* [The request]: Place every line of the rows below into a single numbered list, omitting any blank lines.

* [Supplied data]:
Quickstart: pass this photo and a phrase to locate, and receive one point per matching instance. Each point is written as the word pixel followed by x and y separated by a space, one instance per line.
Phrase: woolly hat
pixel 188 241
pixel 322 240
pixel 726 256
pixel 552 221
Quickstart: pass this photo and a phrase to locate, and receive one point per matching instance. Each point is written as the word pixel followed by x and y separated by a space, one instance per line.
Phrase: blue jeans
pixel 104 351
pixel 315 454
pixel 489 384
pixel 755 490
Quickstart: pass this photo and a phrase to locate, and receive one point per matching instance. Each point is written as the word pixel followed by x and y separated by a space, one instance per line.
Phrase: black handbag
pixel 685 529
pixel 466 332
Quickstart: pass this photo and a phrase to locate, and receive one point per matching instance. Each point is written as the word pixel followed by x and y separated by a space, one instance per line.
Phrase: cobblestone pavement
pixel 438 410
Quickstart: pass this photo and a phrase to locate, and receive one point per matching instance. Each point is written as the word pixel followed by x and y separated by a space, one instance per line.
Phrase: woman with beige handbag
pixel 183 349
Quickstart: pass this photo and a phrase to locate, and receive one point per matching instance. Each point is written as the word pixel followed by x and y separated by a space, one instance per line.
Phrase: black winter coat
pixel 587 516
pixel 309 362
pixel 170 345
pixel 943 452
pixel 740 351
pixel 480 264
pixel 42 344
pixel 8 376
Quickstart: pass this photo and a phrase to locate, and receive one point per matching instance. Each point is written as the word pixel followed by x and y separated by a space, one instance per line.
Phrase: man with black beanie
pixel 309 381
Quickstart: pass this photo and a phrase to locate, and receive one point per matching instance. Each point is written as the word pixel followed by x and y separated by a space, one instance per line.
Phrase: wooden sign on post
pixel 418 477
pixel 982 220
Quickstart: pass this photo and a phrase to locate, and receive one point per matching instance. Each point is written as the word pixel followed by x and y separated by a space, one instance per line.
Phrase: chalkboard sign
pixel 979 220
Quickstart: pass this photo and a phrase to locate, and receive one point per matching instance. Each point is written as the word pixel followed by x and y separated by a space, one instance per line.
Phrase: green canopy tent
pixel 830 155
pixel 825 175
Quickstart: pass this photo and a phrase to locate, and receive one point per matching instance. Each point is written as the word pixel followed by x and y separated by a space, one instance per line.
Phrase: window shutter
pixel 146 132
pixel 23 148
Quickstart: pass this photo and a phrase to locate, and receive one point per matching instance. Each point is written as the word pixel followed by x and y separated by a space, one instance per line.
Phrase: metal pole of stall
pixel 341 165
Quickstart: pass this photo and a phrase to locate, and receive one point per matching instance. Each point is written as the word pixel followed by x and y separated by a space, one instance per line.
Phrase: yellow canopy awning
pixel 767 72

* [Solution to this problem]:
1. Quickstart: pass this photo and a phrase to locate, and receive one point per matching instance. Each point is written as the word pixel followed by x and y separated by a space, one instance per line.
2. Phrase: woolly hat
3. pixel 188 241
4. pixel 322 240
5. pixel 726 256
6. pixel 552 221
7. Quickstart: pass this photo and a phrase to locate, and receive one point per matching instance. Each point is written as the word pixel followed by x and y separated by a space, one instance per line.
8. Phrase: blue jeans
9. pixel 104 351
10. pixel 315 454
11. pixel 489 384
12. pixel 755 490
13. Quickstart: pass this photo and a phrase to locate, and receive one point per matching instance. Each point is written as the word pixel followed by x and y separated by a space, one instance per line.
14. Phrase: black handbag
15. pixel 685 529
16. pixel 466 332
17. Quickstart: pass this photo and a phrase to locate, and receive one point per matching instance. Each point is written as the word pixel followed by x and y separated by a space, one instance per line.
18. Phrase: cobblestone pavement
19. pixel 438 410
20. Quickstart: pass this photo and a phrase to locate, and receive one point per matching instance. Each point is written as the word pixel followed by x and y separated by a space, one instance per line.
21. Phrase: woman with beige handbag
22. pixel 183 349
23. Quickstart: pass this photo and a phrase to locate, and receive one point per matching instance. Each point is written as the word pixel followed by x and y separated by a space, one instance per line.
24. Phrase: black winter coat
25. pixel 587 516
26. pixel 309 362
27. pixel 170 345
28. pixel 943 452
29. pixel 740 351
30. pixel 480 264
31. pixel 42 344
32. pixel 8 376
33. Quickstart: pass this photo and a phrase to locate, and receive one point per matching instance. Each point is written as the word pixel followed by x and y separated by a space, one instance per line.
34. Phrase: man with black beanie
35. pixel 309 381
36. Quickstart: pass this photo and a phrase to locate, and receive one point per matching instance. Each point is written as the word pixel followed by x and y separated by a space, one instance per line.
37. Phrase: wooden sign on post
38. pixel 418 477
39. pixel 982 220
40. Quickstart: pass this photo and a phrase to locate, and receive one point per matching instance. Each point is written as the word pixel followed by x and y separated by a space, one instance per line.
41. Phrase: chalkboard sign
42. pixel 979 220
43. Quickstart: pass this photo and a phrase to locate, and receive one point per matching instance. Each point is written as the word pixel followed by x and y separated by a space, one instance per line.
44. Phrase: green canopy tent
45. pixel 830 155
46. pixel 825 175
47. Quickstart: pass this photo and a phrase to locate, and receive one point per matching instance. Each point is written as the word pixel followed by x and y separated by a space, one instance per line.
48. Phrase: window shutter
49. pixel 146 132
50. pixel 23 148
51. Quickstart: pass this photo and a phrase to locate, and receive one point per matching instance. Each point is written as the word pixel followed by x and y separated by a space, one instance per line.
52. Phrase: metal pole of stall
53. pixel 341 165
54. Quickstart: pass this photo and a phrase to locate, and receive one point per matching instance. Each point is written as the word pixel followed by x and y separated by a space, one instance per line.
55. Phrase: yellow canopy awning
56. pixel 767 72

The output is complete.